— Start of TEXT SHOWN —

A distinguishing trait of the L4 is its media subsystem. The GPU integrates two NVENC encoders, four NVDEC decoders, and four JPEG decoders, with hardware AV1 encode and decode. NVIDIA states a single L4 can process more than 1,000 concurrent AV1 video streams at 720p30, making the card attractive for video-on-demand, live transcoding, and AI video pipelines that combine decoding, inference, and re-encoding on one device.^[2]^[3]

Specifications

The following figures are drawn from NVIDIA's L4 product page and product brief. Tensor Core throughput numbers are quoted with structured sparsity enabled; the dense (non-sparse) values are half of those listed.^[1]^[3]

Specification	NVIDIA L4
Architecture	Ada Lovelace
GPU die	AD104
Process	TSMC 4N
CUDA cores	7,424
Streaming multiprocessors	60
Tensor Cores	240 (4th generation)
RT cores	60 (3rd generation)
FP32	30.3 TFLOPS
TF32 Tensor Core	120 TFLOPS
FP16 / BF16 Tensor Core	242 TFLOPS
FP8 Tensor Core	485 TFLOPS
INT8 Tensor Core	485 TOPS
Memory	24 GB GDDR6 (with ECC)
Memory interface	192-bit
Memory bandwidth	300 GB/s
Interconnect	PCIe Gen4 x16
Video engines	2 NVENC, 4 NVDEC, 4 JPEG decoders (AV1 encode/decode)
Form factor	Single-slot, low-profile (169 mm x 69 mm)

— End of TEXT SHOWN —
— Start of SUPPLIED MATERIAL —

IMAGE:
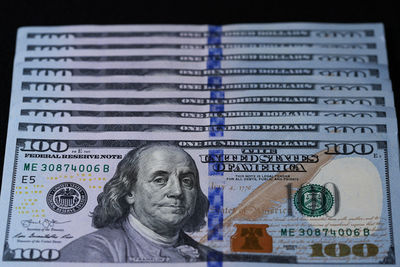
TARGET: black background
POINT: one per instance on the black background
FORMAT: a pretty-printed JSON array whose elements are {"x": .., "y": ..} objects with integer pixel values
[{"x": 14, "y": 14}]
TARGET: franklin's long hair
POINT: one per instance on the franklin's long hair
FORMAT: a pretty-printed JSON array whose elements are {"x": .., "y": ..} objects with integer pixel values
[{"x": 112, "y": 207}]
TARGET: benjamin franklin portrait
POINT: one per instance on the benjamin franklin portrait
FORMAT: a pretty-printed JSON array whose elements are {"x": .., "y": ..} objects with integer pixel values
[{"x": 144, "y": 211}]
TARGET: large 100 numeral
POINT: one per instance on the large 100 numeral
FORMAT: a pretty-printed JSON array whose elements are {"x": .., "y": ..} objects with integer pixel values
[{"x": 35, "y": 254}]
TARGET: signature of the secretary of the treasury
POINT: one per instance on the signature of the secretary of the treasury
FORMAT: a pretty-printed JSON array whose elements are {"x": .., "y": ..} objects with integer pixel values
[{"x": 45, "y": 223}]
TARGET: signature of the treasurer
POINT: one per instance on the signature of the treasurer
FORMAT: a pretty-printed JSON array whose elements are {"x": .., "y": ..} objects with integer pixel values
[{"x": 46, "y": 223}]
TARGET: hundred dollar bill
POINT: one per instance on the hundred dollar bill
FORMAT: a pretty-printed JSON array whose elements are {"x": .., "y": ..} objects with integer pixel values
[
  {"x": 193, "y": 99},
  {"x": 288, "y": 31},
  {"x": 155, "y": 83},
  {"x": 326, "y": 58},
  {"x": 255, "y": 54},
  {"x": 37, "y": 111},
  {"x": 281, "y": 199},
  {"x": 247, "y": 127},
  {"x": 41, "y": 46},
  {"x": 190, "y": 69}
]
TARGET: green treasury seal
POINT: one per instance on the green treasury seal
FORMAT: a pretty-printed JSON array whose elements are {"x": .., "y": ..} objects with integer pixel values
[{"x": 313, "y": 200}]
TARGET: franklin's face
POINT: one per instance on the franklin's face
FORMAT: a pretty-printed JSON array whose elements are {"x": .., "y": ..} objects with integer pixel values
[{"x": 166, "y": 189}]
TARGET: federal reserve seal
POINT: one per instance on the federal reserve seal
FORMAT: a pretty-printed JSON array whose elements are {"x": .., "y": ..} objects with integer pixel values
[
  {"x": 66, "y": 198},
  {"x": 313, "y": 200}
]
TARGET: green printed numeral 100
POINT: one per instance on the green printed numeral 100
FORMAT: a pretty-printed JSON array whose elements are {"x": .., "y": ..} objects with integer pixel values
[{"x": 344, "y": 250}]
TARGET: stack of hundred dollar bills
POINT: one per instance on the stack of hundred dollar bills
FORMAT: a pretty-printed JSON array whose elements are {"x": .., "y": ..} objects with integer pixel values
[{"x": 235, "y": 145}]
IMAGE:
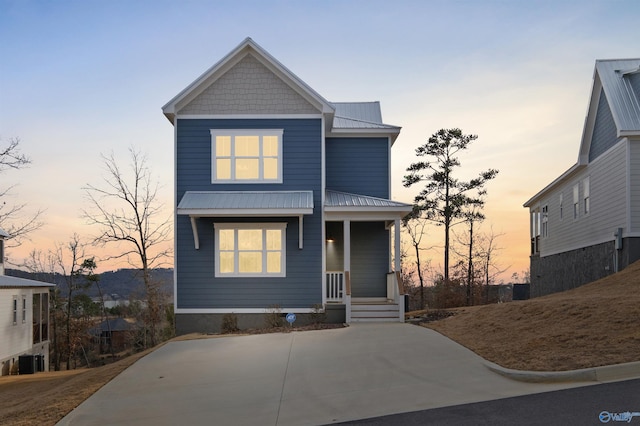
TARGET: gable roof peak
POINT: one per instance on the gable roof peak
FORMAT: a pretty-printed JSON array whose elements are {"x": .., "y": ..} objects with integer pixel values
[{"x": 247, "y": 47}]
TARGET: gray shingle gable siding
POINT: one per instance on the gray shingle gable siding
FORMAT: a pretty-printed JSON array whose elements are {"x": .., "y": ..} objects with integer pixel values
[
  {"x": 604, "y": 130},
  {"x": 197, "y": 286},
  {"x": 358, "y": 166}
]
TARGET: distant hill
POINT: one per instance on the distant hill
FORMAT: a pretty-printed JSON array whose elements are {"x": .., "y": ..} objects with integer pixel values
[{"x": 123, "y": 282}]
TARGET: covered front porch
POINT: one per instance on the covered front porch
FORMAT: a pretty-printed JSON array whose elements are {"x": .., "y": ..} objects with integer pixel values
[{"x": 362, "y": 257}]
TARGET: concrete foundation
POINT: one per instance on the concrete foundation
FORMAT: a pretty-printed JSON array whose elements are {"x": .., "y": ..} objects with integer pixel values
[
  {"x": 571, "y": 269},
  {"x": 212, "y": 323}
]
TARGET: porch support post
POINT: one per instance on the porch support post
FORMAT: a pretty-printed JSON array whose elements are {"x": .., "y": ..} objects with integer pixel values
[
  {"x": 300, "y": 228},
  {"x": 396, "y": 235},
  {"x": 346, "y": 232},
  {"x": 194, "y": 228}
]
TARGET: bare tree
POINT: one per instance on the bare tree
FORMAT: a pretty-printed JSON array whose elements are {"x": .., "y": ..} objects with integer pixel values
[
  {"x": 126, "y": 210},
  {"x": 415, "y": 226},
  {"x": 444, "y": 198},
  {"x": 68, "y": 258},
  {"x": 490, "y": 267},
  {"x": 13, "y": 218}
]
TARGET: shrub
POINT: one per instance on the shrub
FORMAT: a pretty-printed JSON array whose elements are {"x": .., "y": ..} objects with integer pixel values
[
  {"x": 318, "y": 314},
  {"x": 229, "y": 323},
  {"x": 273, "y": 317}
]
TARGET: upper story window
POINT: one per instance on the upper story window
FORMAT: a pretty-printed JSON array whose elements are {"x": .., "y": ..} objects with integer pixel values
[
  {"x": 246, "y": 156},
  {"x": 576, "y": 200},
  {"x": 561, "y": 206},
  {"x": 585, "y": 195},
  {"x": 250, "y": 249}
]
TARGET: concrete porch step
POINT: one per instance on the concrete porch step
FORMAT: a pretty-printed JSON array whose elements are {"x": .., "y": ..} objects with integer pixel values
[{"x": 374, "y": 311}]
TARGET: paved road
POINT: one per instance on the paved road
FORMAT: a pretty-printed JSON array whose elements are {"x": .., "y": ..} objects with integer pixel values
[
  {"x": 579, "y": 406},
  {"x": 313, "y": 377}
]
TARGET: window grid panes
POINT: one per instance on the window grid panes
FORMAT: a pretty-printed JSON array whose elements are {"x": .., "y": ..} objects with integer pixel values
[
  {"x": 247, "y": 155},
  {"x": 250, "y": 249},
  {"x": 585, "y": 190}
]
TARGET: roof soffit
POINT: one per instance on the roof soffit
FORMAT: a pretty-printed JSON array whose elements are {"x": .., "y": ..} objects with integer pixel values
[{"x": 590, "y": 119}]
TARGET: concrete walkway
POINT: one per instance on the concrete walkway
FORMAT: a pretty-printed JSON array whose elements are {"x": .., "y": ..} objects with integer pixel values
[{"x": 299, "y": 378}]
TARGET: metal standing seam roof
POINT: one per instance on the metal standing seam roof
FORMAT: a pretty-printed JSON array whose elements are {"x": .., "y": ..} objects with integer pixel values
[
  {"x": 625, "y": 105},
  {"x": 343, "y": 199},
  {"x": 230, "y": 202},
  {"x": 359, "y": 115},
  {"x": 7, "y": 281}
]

— End of SUPPLIED MATERIAL —

Using the text on the NVIDIA L4, explain in one to three sentences why the card is described as attractive for video-on-demand, live transcoding, and AI video pipelines.

SOLUTION TO THIS TASK:
The text credits the card's media subsystem, which has two NVENC encoders, four NVDEC decoders, four JPEG decoders, and hardware AV1 encode and decode. NVIDIA states that a single L4 can process more than 1,000 concurrent AV1 video streams at 720p30. This suits pipelines that combine decoding, inference, and re-encoding on one device.